(Stored dataset records)
** Start **
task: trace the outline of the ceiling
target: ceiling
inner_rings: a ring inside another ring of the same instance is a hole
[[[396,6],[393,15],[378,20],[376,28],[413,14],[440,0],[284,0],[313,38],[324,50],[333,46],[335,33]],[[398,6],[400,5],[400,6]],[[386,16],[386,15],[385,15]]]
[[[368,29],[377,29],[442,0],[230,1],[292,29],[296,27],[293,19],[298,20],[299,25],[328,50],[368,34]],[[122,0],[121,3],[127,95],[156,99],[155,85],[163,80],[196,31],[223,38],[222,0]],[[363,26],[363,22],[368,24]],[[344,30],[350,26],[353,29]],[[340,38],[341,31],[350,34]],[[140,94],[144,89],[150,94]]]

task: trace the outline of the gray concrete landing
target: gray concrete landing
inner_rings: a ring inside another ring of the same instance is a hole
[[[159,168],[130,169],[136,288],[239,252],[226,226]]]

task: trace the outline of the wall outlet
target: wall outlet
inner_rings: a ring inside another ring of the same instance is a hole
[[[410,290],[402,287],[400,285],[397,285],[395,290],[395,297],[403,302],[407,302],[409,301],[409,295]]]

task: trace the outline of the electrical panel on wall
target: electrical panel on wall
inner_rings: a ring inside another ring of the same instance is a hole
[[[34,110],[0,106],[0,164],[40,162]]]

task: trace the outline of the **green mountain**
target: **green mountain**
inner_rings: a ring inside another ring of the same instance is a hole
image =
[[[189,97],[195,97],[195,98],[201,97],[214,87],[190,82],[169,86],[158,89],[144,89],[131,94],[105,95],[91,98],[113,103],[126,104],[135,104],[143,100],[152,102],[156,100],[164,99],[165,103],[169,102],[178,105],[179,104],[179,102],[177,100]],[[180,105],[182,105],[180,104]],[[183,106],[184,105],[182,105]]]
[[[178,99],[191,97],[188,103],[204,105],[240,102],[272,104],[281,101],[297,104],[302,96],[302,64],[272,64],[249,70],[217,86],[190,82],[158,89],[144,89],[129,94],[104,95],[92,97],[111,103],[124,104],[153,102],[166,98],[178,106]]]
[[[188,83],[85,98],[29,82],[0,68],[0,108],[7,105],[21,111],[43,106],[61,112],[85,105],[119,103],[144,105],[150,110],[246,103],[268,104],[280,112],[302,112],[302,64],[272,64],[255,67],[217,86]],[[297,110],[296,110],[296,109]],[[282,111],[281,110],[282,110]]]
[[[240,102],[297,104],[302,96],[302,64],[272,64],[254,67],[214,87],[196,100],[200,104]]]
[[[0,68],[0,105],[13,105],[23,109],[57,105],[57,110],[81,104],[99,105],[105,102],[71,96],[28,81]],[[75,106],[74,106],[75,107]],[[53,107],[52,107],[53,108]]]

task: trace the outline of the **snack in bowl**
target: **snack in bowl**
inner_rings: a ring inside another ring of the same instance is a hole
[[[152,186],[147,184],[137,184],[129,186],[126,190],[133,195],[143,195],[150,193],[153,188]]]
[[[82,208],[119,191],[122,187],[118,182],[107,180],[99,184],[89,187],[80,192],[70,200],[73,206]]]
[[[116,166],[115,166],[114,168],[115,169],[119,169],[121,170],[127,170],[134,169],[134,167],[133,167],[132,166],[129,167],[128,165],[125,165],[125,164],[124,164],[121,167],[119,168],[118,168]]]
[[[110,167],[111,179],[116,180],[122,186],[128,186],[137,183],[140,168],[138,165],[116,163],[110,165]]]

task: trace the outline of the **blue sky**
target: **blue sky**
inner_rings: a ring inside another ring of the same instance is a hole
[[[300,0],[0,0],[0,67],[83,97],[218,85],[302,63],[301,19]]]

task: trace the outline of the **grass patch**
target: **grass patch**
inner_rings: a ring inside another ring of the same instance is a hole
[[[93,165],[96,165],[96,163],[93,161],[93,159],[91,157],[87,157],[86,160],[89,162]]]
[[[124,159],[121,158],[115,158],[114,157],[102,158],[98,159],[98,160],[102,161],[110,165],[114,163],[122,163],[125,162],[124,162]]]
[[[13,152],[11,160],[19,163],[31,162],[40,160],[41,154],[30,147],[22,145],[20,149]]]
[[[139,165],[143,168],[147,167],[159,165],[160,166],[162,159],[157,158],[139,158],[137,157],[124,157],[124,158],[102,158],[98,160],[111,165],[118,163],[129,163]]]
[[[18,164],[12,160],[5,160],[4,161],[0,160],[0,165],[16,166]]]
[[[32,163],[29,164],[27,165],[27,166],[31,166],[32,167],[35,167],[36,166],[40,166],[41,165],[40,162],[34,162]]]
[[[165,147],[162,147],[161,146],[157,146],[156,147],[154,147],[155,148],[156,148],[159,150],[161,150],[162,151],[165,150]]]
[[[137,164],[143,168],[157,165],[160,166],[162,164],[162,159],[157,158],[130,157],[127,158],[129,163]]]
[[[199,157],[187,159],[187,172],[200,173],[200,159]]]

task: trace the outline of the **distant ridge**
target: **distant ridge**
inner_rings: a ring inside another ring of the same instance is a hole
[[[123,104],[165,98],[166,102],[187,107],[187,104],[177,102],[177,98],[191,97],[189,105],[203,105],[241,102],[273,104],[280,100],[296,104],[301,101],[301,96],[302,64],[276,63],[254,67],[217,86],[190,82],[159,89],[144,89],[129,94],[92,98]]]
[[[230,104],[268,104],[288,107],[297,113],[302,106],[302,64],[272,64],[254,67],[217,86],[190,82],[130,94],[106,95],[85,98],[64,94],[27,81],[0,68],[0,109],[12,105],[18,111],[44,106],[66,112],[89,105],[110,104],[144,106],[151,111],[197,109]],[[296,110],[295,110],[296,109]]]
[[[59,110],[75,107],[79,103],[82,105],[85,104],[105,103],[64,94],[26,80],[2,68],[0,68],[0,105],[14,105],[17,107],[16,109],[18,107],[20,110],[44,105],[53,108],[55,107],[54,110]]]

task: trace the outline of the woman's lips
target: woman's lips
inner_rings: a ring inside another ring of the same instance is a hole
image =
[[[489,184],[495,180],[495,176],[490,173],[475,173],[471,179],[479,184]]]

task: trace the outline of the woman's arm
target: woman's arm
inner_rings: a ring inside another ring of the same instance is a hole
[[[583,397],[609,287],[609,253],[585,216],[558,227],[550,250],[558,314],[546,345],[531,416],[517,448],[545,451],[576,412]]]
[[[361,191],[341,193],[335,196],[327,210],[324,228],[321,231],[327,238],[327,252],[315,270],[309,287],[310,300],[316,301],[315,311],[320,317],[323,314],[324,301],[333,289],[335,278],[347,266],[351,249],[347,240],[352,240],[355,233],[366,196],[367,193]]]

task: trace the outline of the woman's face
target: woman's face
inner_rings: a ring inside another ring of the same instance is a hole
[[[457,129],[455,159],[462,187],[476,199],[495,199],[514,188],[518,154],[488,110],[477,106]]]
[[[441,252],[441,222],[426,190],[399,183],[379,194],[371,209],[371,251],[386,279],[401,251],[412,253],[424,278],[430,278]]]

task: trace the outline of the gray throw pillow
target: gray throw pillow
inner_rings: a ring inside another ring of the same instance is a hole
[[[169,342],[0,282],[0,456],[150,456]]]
** End **
** Start **
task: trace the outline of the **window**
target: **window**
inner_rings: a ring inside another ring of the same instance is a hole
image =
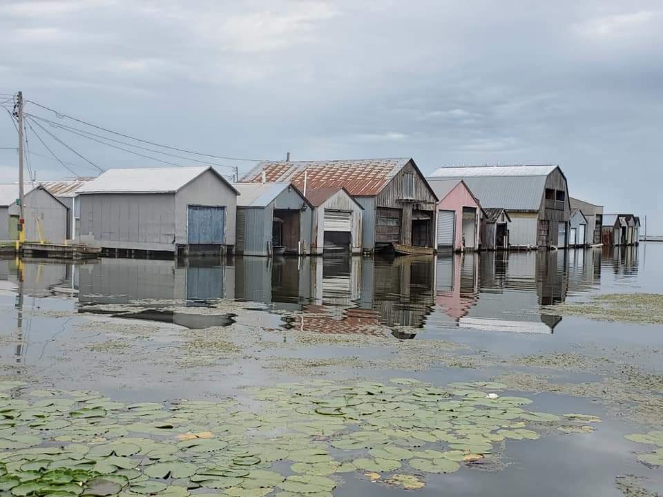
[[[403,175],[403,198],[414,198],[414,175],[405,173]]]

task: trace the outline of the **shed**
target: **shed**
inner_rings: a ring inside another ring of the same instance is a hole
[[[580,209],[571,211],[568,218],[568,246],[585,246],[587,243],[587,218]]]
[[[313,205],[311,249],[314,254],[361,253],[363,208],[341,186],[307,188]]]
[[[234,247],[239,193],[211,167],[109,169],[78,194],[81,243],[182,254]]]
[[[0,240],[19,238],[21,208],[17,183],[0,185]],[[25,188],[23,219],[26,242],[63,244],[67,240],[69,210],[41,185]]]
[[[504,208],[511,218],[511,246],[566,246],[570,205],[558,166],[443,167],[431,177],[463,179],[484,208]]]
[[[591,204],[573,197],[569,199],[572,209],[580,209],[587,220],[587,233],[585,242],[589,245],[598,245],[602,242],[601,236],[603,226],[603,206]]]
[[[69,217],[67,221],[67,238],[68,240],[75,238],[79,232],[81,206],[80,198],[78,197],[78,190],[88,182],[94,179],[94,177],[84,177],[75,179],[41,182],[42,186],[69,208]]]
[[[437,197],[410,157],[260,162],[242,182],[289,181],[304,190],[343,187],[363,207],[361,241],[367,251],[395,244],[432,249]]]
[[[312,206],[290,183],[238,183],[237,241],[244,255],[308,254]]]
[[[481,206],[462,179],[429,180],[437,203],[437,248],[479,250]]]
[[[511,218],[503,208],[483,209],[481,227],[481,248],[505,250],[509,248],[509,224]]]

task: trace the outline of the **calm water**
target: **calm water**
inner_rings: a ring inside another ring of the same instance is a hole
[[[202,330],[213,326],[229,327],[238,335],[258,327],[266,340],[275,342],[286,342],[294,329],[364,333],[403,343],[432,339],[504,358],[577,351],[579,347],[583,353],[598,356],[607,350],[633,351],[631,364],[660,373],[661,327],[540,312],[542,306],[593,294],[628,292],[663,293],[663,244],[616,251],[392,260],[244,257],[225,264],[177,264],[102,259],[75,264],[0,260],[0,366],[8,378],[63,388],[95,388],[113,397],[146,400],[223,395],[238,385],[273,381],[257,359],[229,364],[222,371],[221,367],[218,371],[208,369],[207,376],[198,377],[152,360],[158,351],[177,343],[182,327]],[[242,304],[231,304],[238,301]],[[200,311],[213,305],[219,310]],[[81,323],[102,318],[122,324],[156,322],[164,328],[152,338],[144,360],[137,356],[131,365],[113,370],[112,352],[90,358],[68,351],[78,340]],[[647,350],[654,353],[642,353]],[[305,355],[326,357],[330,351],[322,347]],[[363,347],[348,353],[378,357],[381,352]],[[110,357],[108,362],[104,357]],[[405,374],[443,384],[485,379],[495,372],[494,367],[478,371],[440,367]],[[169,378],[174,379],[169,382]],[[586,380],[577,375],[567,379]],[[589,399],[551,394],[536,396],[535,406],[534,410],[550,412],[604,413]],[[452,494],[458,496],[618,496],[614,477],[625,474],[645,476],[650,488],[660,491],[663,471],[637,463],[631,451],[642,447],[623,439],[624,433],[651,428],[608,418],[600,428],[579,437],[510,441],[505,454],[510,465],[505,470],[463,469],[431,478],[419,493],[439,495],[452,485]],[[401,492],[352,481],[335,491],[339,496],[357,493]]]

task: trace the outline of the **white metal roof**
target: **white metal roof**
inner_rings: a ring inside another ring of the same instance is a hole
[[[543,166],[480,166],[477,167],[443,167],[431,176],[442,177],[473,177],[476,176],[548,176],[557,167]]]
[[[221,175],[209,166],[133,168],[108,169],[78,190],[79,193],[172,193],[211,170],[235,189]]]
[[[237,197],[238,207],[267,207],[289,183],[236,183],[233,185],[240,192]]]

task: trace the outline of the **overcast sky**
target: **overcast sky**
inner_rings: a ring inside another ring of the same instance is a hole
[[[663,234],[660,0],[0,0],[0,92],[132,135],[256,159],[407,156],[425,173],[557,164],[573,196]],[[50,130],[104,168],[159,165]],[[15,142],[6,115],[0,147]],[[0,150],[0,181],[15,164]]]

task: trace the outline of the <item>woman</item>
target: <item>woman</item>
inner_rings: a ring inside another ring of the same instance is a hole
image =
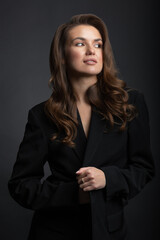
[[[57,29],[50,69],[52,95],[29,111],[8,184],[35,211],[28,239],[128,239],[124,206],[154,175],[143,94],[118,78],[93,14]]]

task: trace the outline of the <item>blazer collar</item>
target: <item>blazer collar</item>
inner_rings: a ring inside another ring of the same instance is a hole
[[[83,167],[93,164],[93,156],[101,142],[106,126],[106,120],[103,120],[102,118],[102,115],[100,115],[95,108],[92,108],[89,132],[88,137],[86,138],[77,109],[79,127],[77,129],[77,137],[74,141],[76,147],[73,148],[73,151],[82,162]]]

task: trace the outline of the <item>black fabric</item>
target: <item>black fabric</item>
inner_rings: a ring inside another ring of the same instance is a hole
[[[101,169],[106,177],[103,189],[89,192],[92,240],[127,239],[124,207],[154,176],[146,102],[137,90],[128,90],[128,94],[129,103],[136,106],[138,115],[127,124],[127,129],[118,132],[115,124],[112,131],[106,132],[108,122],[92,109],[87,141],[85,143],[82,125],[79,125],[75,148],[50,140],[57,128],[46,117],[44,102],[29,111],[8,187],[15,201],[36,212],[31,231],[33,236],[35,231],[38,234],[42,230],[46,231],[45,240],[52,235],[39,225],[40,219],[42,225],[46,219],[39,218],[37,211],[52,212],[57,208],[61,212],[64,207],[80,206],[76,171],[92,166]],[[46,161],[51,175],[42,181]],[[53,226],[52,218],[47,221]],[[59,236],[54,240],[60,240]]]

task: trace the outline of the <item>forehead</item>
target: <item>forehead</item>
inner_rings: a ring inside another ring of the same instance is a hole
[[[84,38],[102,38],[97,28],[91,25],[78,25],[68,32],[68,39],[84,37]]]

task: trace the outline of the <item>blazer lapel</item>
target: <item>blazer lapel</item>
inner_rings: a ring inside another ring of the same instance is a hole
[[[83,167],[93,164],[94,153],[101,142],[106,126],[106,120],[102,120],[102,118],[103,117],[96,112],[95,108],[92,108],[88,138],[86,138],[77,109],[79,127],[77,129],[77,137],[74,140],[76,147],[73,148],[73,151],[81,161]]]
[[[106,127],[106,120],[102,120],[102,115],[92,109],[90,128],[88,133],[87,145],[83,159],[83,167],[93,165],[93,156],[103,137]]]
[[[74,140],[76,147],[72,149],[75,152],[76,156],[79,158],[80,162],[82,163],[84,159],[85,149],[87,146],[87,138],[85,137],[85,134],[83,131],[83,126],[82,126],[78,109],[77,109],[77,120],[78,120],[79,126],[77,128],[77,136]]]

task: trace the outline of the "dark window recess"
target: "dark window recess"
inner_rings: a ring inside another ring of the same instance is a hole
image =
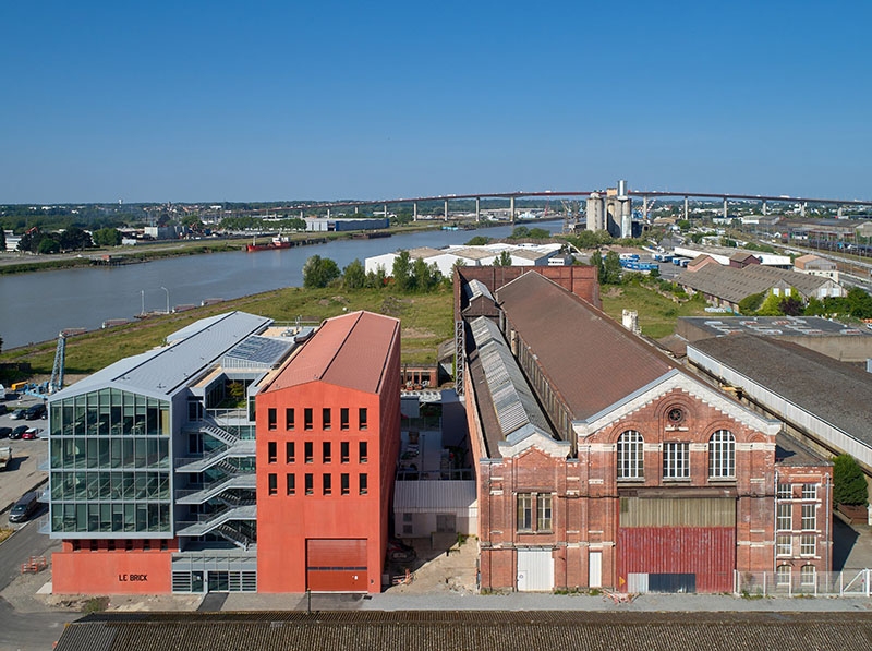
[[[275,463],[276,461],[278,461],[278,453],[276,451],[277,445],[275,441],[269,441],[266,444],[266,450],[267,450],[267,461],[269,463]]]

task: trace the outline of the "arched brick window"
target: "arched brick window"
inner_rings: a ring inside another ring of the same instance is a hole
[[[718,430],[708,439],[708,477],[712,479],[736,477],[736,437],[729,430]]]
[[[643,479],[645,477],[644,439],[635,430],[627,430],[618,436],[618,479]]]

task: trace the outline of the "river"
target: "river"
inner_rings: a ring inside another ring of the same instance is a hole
** End **
** Start **
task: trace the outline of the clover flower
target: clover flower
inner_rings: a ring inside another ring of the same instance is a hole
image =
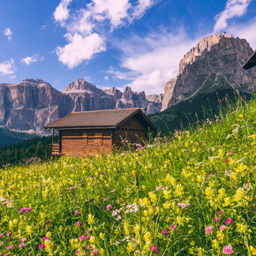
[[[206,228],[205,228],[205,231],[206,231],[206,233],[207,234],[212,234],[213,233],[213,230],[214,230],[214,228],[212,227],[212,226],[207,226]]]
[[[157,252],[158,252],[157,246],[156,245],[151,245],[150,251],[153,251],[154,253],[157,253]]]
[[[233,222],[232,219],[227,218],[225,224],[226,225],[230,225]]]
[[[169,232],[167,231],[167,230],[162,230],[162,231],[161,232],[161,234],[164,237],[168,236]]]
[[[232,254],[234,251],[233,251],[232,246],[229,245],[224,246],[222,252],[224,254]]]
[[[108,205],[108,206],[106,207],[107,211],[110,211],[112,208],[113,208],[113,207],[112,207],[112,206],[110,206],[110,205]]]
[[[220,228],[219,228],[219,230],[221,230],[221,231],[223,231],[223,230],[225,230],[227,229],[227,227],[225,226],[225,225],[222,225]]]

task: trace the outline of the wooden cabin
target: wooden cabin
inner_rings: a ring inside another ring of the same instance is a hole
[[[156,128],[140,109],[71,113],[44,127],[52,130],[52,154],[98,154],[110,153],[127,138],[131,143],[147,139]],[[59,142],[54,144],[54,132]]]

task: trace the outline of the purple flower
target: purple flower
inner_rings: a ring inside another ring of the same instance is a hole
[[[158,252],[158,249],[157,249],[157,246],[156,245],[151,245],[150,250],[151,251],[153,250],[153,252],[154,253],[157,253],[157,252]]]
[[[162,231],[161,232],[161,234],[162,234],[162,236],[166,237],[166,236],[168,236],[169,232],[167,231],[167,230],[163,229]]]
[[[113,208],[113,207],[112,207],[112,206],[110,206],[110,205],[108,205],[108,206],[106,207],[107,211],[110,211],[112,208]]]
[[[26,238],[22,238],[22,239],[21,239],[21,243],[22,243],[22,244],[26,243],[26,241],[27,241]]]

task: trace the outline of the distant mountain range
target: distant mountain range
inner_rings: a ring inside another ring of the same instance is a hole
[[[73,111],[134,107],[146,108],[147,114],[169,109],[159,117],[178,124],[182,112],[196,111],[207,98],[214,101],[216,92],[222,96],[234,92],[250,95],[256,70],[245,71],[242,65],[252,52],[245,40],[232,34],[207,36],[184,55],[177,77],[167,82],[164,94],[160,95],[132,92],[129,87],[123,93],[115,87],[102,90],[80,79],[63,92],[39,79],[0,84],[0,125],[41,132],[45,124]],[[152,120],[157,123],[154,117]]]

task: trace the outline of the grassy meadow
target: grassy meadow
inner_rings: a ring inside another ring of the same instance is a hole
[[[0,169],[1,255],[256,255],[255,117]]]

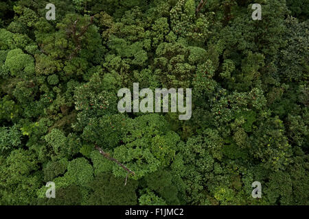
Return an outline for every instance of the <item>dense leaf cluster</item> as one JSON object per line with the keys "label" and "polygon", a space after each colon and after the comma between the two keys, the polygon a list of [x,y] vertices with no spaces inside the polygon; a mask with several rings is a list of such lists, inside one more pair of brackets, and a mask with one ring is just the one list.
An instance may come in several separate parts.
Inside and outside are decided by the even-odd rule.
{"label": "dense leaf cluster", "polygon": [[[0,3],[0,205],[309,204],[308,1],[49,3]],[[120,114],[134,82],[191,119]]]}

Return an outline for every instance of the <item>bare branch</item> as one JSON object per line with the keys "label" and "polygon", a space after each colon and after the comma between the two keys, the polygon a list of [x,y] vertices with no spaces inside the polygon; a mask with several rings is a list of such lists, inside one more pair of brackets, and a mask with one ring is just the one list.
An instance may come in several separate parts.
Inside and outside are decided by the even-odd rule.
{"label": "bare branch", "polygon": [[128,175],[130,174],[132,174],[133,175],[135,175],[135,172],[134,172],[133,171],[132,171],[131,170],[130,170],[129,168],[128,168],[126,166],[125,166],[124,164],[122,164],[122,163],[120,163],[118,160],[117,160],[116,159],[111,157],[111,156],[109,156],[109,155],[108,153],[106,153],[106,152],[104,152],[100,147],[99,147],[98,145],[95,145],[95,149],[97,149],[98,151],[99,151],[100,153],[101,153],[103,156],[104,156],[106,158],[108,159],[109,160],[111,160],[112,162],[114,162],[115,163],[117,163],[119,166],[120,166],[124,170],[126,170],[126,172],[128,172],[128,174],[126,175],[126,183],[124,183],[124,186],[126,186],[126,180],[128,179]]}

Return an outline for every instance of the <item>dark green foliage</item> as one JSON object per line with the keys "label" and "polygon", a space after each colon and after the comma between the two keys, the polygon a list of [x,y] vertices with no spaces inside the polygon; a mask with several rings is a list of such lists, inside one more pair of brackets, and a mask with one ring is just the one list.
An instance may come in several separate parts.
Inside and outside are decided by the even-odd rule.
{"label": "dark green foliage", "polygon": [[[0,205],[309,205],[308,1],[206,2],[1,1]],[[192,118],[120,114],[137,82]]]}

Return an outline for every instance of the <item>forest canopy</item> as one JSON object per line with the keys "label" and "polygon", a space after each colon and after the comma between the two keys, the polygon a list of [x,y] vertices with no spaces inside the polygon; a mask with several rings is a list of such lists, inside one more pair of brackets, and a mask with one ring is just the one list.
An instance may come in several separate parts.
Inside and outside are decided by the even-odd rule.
** End **
Write out the lines again without any change, beginning at the line that contains "task: trace the outline of the ceiling" and ending after the line that contains "[[[159,168],[130,169],[136,288],[239,252],[226,226]]]".

→ Written response
task: trace the outline of the ceiling
target: ceiling
inner_rings: a ring inside another ring of the same instance is a hole
[[[396,6],[393,15],[378,20],[376,28],[413,14],[440,0],[284,0],[313,38],[324,50],[333,46],[335,33]],[[398,6],[400,5],[400,6]],[[386,16],[386,15],[385,15]]]
[[[368,29],[377,29],[442,0],[230,1],[292,29],[296,27],[293,19],[298,20],[299,25],[328,50],[368,34]],[[122,0],[121,3],[127,95],[156,99],[155,85],[163,80],[196,31],[223,38],[222,0]],[[363,26],[363,22],[368,24]],[[344,30],[350,26],[353,29]],[[340,38],[341,31],[350,34]],[[140,94],[144,89],[150,94]]]

task: trace the outline of the gray concrete landing
target: gray concrete landing
inner_rings: a ring inside another ring of the same instance is a hole
[[[159,168],[130,169],[136,288],[239,252],[226,226]]]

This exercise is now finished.